## What this task involves
Rewrite every line of the records below as a JSON list of strings, one string per line, and leave out any blank lines.

** BEGIN **

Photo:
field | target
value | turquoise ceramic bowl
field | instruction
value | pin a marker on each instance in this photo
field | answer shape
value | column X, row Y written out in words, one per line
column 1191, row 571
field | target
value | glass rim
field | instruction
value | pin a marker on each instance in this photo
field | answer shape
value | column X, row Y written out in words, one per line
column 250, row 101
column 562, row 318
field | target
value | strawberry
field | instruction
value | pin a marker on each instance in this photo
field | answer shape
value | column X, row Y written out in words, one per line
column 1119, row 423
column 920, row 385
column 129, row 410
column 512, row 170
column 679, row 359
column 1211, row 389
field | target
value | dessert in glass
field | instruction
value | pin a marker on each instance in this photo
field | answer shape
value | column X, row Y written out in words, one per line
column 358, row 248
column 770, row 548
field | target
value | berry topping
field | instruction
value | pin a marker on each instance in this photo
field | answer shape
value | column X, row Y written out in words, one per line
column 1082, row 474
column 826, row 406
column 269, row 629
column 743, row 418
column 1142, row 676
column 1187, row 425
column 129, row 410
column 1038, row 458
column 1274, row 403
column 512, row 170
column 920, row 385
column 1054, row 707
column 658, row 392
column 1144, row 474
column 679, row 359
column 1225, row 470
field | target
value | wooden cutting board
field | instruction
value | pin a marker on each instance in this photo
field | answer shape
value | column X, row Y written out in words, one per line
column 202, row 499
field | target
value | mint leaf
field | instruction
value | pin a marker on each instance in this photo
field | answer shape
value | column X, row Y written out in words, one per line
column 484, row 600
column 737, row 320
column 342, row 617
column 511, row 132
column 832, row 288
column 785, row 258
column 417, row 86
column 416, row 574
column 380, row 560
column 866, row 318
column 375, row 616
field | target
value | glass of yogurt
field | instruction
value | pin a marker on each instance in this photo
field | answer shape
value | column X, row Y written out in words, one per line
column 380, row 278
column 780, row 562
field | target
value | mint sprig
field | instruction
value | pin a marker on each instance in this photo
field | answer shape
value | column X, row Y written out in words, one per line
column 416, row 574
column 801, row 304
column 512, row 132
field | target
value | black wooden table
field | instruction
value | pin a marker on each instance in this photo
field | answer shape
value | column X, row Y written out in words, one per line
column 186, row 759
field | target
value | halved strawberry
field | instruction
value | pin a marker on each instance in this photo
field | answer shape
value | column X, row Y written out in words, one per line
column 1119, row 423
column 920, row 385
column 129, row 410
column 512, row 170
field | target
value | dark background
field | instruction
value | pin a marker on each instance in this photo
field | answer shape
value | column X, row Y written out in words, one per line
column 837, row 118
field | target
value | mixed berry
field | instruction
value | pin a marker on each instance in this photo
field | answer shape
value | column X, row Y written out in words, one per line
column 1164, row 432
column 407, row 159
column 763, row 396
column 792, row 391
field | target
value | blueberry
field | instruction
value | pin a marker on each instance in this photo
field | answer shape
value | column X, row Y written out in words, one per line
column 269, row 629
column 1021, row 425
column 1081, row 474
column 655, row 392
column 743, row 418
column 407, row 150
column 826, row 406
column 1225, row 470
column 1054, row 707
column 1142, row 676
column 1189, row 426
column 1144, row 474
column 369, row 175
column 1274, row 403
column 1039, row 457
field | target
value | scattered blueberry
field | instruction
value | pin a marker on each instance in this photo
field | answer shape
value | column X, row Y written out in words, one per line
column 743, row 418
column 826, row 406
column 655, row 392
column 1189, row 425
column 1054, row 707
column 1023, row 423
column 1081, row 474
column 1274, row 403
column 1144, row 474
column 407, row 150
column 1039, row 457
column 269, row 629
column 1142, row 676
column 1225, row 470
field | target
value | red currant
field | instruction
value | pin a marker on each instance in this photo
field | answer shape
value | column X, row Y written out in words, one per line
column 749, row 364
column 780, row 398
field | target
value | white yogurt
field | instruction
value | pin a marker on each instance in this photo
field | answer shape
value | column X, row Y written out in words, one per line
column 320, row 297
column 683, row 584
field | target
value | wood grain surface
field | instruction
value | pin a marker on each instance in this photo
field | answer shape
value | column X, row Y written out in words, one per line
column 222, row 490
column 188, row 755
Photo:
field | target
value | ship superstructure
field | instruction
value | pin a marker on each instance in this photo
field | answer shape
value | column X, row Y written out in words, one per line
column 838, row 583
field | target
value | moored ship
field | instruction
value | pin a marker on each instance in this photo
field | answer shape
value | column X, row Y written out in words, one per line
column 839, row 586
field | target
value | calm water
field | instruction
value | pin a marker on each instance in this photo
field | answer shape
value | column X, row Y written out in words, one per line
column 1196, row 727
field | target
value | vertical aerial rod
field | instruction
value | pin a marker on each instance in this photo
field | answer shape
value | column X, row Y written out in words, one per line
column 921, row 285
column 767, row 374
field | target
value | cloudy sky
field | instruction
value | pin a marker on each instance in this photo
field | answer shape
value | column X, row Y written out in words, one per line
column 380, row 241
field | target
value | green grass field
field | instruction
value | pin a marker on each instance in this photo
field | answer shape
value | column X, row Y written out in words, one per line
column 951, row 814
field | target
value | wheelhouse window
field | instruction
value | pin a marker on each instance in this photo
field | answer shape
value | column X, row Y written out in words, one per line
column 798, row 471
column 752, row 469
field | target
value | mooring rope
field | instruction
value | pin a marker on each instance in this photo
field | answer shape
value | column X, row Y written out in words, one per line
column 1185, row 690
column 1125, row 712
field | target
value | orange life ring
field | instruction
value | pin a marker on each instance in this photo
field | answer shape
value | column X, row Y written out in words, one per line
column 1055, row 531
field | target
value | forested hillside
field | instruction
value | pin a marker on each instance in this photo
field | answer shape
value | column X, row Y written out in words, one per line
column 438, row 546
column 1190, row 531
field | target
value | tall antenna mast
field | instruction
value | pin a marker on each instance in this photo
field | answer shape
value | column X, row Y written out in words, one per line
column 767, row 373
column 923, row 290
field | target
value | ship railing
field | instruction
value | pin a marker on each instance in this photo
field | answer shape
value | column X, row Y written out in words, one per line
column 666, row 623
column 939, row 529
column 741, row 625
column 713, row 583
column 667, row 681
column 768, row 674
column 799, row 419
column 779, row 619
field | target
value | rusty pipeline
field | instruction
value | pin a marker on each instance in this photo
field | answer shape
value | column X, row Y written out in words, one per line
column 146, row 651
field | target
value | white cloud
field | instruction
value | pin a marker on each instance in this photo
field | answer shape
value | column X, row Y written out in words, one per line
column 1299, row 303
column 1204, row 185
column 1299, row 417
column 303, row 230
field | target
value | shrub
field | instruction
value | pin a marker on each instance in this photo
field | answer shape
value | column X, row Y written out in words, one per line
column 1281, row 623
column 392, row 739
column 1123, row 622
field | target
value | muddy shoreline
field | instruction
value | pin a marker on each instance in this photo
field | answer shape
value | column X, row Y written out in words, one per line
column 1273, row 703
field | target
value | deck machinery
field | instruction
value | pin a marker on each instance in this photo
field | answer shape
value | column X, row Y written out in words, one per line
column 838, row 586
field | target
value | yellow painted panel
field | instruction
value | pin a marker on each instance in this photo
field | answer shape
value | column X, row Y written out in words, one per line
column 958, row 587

** END **

## Reply to the task
[
  "Photo:",
  "field | target",
  "value | turquoise ceramic bowl",
  "field | instruction",
  "value | pin a marker on each instance in this photo",
  "field | answer shape",
  "value | column X, row Y written out in words, one per line",
  "column 1191, row 571",
  "field | target",
  "value | glass rim",
  "field | instruction",
  "value | pin a marker on each instance in this photo",
  "field | answer shape",
  "value | column X, row Y written out in words, one per line",
  "column 250, row 101",
  "column 562, row 318",
  "field | target",
  "value | strawberry",
  "field | instruction",
  "value | pin a marker on each instance in this photo",
  "field | answer shape",
  "value | column X, row Y written out in words, one per line",
  "column 1119, row 423",
  "column 920, row 385",
  "column 129, row 410",
  "column 512, row 170",
  "column 679, row 359",
  "column 1211, row 389",
  "field | target",
  "value | dessert in glass",
  "field | instruction",
  "value | pin a marker on each instance in this photo",
  "field | answer shape",
  "value | column X, row Y written out in words, one per line",
  "column 358, row 248",
  "column 770, row 548",
  "field | target",
  "value | berry topping",
  "field | instruction",
  "value | pin a marker on each instance in this photo",
  "field | answer shape",
  "value | column X, row Y written out in words, one per line",
  "column 1082, row 474",
  "column 826, row 406",
  "column 269, row 629",
  "column 743, row 418",
  "column 1142, row 676",
  "column 1187, row 425",
  "column 129, row 410",
  "column 1038, row 458",
  "column 1274, row 403",
  "column 512, row 170",
  "column 920, row 385",
  "column 1054, row 707",
  "column 658, row 392",
  "column 1144, row 474",
  "column 679, row 359",
  "column 1225, row 470",
  "field | target",
  "value | wooden cutting board",
  "field | instruction",
  "value | pin a marker on each instance in this photo",
  "field | answer shape",
  "value | column X, row Y written out in words, one per line",
  "column 202, row 499",
  "field | target",
  "value | mint leaf",
  "field | instruction",
  "value | pin a marker on each instance in this photo",
  "field | answer shape",
  "value | column X, row Y written out in words, one per line",
  "column 484, row 600",
  "column 737, row 320",
  "column 342, row 617",
  "column 511, row 132",
  "column 832, row 288",
  "column 785, row 258",
  "column 417, row 86",
  "column 416, row 574",
  "column 380, row 560",
  "column 866, row 318",
  "column 375, row 616",
  "field | target",
  "value | glass of yogurt",
  "field | instruction",
  "value | pin a marker on each instance in this photo",
  "field | answer shape",
  "value | column X, row Y written out in words, one per line",
  "column 380, row 278",
  "column 780, row 562",
  "field | target",
  "value | mint sprig",
  "field | instruction",
  "value | pin a marker on each instance in this photo",
  "field | answer shape",
  "value | column X, row Y written out in words, one per line",
  "column 416, row 574",
  "column 801, row 304",
  "column 512, row 132",
  "field | target",
  "value | black wooden table",
  "field | instruction",
  "value | pin a marker on each instance in this photo",
  "field | answer shape",
  "value | column X, row Y written out in words, one per line",
  "column 186, row 759",
  "field | target",
  "value | halved strawberry",
  "field | instruction",
  "value | pin a marker on each instance in this photo",
  "field | answer shape",
  "value | column X, row Y written out in words, one per line",
  "column 1119, row 423",
  "column 920, row 385",
  "column 129, row 410",
  "column 512, row 170",
  "field | target",
  "value | dark background",
  "field | instruction",
  "value | pin a marker on each instance in this photo",
  "field | answer shape",
  "value | column X, row Y written out in words, one per line",
  "column 837, row 118",
  "field | target",
  "value | mixed berry",
  "field | instruction",
  "value | pin a marker on each instance in this photo",
  "field | answer shape",
  "value | column X, row Y written out in words, one per line",
  "column 1164, row 432",
  "column 407, row 159",
  "column 763, row 396",
  "column 792, row 391",
  "field | target",
  "value | blueberry",
  "field | instruction",
  "value | pin a marker on each instance in this photo",
  "field | answer shape",
  "value | column X, row Y written out in words, one per line",
  "column 269, row 629",
  "column 1021, row 425",
  "column 1081, row 474",
  "column 655, row 392",
  "column 743, row 418",
  "column 407, row 150",
  "column 826, row 406",
  "column 1225, row 470",
  "column 1054, row 707",
  "column 1142, row 676",
  "column 1189, row 426",
  "column 1144, row 474",
  "column 369, row 175",
  "column 1274, row 403",
  "column 1039, row 457",
  "field | target",
  "value | scattered blueberry",
  "field | instruction",
  "value | pin a marker on each instance in this photo",
  "field | answer shape",
  "value | column X, row Y written out in words, one per line",
  "column 743, row 418",
  "column 826, row 406",
  "column 655, row 392",
  "column 1189, row 425",
  "column 1054, row 707",
  "column 1023, row 423",
  "column 1081, row 474",
  "column 1274, row 403",
  "column 1144, row 474",
  "column 407, row 150",
  "column 1039, row 457",
  "column 269, row 629",
  "column 1142, row 676",
  "column 1225, row 470",
  "field | target",
  "value | red currant",
  "field | instruction",
  "value | pin a marker on each instance in this photo",
  "field | answer shape",
  "value | column X, row Y written out in words, one per line",
  "column 749, row 364",
  "column 780, row 398",
  "field | target",
  "value | white yogurt",
  "field | instruction",
  "value | pin a marker on each instance in this photo",
  "field | answer shape",
  "value | column X, row Y written out in words, one per line",
  "column 320, row 297",
  "column 683, row 584",
  "field | target",
  "value | wood grain surface",
  "field | instruction",
  "value | pin a marker on each instance in this photo",
  "field | answer shape",
  "value | column X, row Y written out in words, one per line",
  "column 222, row 490",
  "column 188, row 755",
  "Photo:",
  "field | target",
  "value | ship superstructure",
  "field | instruction",
  "value | pin a marker on each instance in this photo",
  "field | answer shape",
  "value | column X, row Y written out in words, one per line",
  "column 838, row 583",
  "field | target",
  "value | moored ship",
  "field | instruction",
  "value | pin a marker on each instance in this photo",
  "field | answer shape",
  "value | column X, row Y written out in words, one per line",
  "column 839, row 586",
  "field | target",
  "value | calm water",
  "field | instruction",
  "value | pin a marker on each instance in this photo",
  "field | answer shape",
  "value | column X, row Y written out in words, one per line",
  "column 1196, row 727",
  "field | target",
  "value | vertical aerial rod",
  "field | instruction",
  "value | pin a marker on each instance in this photo",
  "field | answer shape",
  "value | column X, row Y written out in words, one per line",
  "column 921, row 285",
  "column 767, row 374",
  "field | target",
  "value | cloudy sky",
  "field | instruction",
  "value | pin a marker on each instance in this photo",
  "field | answer shape",
  "value | column X, row Y written out in words, one per line",
  "column 380, row 241",
  "field | target",
  "value | green grass field",
  "field | instruction",
  "value | pin a marker on each instance in this photo",
  "field | answer shape",
  "value | column X, row Y written out in words, one per line",
  "column 951, row 814",
  "field | target",
  "value | wheelhouse window",
  "field | instruction",
  "value | pin a marker on each instance in this photo",
  "field | answer shape",
  "value | column X, row Y written out in words, one per line",
  "column 798, row 471",
  "column 752, row 469",
  "field | target",
  "value | mooring rope",
  "field | instruction",
  "value | pin a marker on each instance in this photo",
  "field | answer shape",
  "value | column X, row Y written out in words, one per line",
  "column 1185, row 690",
  "column 1125, row 712",
  "field | target",
  "value | orange life ring",
  "field | instruction",
  "value | pin a marker on each instance in this photo",
  "field | answer shape",
  "value | column X, row Y written out in words, one per line",
  "column 1055, row 531",
  "field | target",
  "value | forested hillside",
  "field | instruction",
  "value | pin a marker on each instance in this photo",
  "field | answer shape",
  "value | column X, row Y written out in words, one per line",
  "column 438, row 546",
  "column 1190, row 531",
  "field | target",
  "value | tall antenna mast",
  "field | instruction",
  "value | pin a marker on each instance in this photo",
  "field | answer shape",
  "value | column X, row Y written out in words, one per line",
  "column 767, row 373",
  "column 923, row 290",
  "field | target",
  "value | ship railing",
  "field | instruction",
  "value | pin a marker on each instance in this photo",
  "field | answer shape",
  "value | column X, row Y written out in words, one per line",
  "column 666, row 623",
  "column 939, row 529",
  "column 741, row 625",
  "column 713, row 583",
  "column 667, row 681",
  "column 768, row 674",
  "column 799, row 419",
  "column 779, row 619",
  "field | target",
  "value | rusty pipeline",
  "field | instruction",
  "value | pin a marker on each instance in this photo",
  "field | answer shape",
  "value | column X, row Y written out in words, one per line",
  "column 146, row 651",
  "field | target",
  "value | white cloud",
  "field | instruction",
  "value | pin a marker on each instance in this photo",
  "field | answer shape",
  "value | column X, row Y written out in words, one per line",
  "column 1299, row 303",
  "column 1204, row 185",
  "column 1299, row 417",
  "column 303, row 230",
  "field | target",
  "value | shrub",
  "field | instruction",
  "value | pin a marker on each instance in this photo",
  "field | answer shape",
  "value | column X, row Y written out in words, one per line",
  "column 1281, row 623",
  "column 392, row 739",
  "column 1123, row 622",
  "field | target",
  "value | muddy shoreline",
  "field | instruction",
  "value | pin a marker on each instance in this photo",
  "field | answer shape",
  "value | column X, row Y written out in words, one per line",
  "column 1273, row 703",
  "field | target",
  "value | deck machinery",
  "field | instruction",
  "value | pin a marker on each instance in this photo",
  "field | answer shape",
  "value | column X, row Y written out in words, one per line",
  "column 838, row 586",
  "field | target",
  "value | yellow painted panel",
  "field | instruction",
  "value | pin a marker on each instance in this photo",
  "field | answer shape",
  "value | column X, row Y written out in words, one per line",
  "column 958, row 587"
]